Every picture should be left out, but the lines below must be repeated exactly.
########
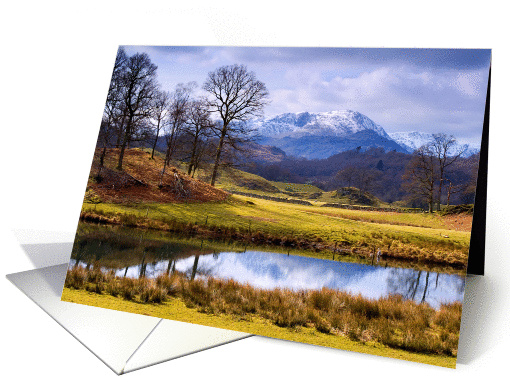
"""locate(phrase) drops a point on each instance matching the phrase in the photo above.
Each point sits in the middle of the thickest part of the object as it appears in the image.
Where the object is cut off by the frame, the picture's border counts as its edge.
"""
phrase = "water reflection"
(274, 270)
########
**RESULT OF THE TASK**
"""locate(phrase) drops a point on each instance matching the phrase in the photo above.
Each point sits in the middle of the thickest part of the object as it appears in the image.
Where the object is cut off by the frame, the picture's border counts as its edge.
"""
phrase = "water reflection"
(274, 270)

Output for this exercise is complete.